2 – Azire au lieu de Etan. (G.A.)

 

3 – Inventé par Lullin de Châteauvieux. (G.A.)

 

4 – 545 désigne ici Richelieu. (G.A.)

 

 

 

 

 

à M. le conseiller Tronchin.

 

Aux Délices, 22 Décembre 1758 (1).

 

 

          Excès de précaution, mon cher monsieur, est quelquefois nécessaire. Ce chien ne mord pas, disait le cardinal Mazarin, mais il peut mordre (2). Ma petite précaution n’aura point lieu, et, quoiqu’on m’ait un peu chicané, j’ai signé le traité.

 

          Je suis content de mes acquisitions. Les bords de votre lac m’enchantent plus que jamais ; vos amis et la bonne compagnie de Genève ne me permettent pas l’oisiveté ; je goûte le plus parfait bonheur dont on puisse jouir à mon âge, et je plains plus d’un roi et plus d’un ministre.

 

 

1 – Editeurs, de Cayrol et A. François. (G.A.)

 

2 – Est-ce de Brosses qu’il veut désigner ici ? (G.A.)

 

 

 

 

 

à M. le comte Schowalow.

 

24 Décembre 1758.

Tâches à réaliser:
#1 Relevez toutes les notes de l'extrait qui se terminent par la mention (G.A.), en donnant chacune avec son numéro.
#2 Reprenez l'extrait après sa dernière ligne, « 24 Décembre 1758. », en rédigeant le corps de la lettre adressée à M. le comte Schowalow.
Les lignes ci-dessous constituent un matériau indépendant de l'extrait.

Lignes de données:
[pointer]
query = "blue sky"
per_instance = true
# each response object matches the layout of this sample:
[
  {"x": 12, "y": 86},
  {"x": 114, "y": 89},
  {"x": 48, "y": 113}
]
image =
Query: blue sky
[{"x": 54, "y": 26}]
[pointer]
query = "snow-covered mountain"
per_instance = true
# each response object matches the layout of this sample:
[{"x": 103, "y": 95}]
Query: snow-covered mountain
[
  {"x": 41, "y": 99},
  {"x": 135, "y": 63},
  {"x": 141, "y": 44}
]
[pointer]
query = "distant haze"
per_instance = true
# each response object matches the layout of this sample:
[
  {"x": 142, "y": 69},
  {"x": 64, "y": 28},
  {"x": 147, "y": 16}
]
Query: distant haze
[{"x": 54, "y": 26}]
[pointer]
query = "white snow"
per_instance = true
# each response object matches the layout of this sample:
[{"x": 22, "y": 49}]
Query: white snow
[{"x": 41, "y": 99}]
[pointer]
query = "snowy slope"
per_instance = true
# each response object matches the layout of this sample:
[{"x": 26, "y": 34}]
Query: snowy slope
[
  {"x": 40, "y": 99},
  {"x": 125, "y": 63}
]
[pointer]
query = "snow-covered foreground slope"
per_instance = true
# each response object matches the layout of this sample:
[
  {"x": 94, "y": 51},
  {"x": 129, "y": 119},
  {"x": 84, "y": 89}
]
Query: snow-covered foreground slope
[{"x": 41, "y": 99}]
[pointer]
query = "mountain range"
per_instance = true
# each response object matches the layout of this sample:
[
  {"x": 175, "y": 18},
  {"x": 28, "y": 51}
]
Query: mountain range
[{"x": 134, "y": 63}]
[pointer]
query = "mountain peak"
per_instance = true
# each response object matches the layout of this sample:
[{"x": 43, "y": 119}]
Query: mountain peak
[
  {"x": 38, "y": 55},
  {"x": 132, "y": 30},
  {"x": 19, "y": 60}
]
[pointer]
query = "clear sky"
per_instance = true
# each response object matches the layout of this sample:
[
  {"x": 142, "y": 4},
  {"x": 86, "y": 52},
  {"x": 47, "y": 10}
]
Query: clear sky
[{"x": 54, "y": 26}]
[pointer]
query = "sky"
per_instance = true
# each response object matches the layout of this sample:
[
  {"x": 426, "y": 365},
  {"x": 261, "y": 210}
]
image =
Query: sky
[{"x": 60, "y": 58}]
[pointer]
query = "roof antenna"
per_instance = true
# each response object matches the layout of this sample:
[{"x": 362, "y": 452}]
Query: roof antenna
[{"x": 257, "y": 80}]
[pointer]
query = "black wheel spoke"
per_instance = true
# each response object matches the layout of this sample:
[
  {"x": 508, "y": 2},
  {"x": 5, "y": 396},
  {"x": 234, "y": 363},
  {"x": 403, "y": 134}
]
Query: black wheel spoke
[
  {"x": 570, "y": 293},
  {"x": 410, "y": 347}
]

Réponses attendues:
#1
2 – Azire au lieu de Etan.
3 – Inventé par Lullin de Châteauvieux.
4 – 545 désigne ici Richelieu.
1 – Editeurs, de Cayrol et A. François.
2 – Est-ce de Brosses qu'il veut désigner ici ?

#2
          Monsieur, j’eus l’honneur de vous écrire il y a quatre ou cinq jours ; j’ai reçu, le 21 de décembre, la lettre dont vous m’honorez, du 23 d’octobre, et je ne sais à quoi attribuer un si long retardement. Je vous réitère mes prières, et je vous fais mes très humbles remerciements sur vos nouveaux mémoires. Vous les intitulez, Réponses à mes objections ; permettez-moi d’abord de dire à votre excellence que je n’ai jamais d’objections à faire aux instructions qu’elle veut bien me donner ; que je fais simplement des questions, et que je demande des éclaircissements à l’homme du monde qui me paraît le plus savant dans l’histoire.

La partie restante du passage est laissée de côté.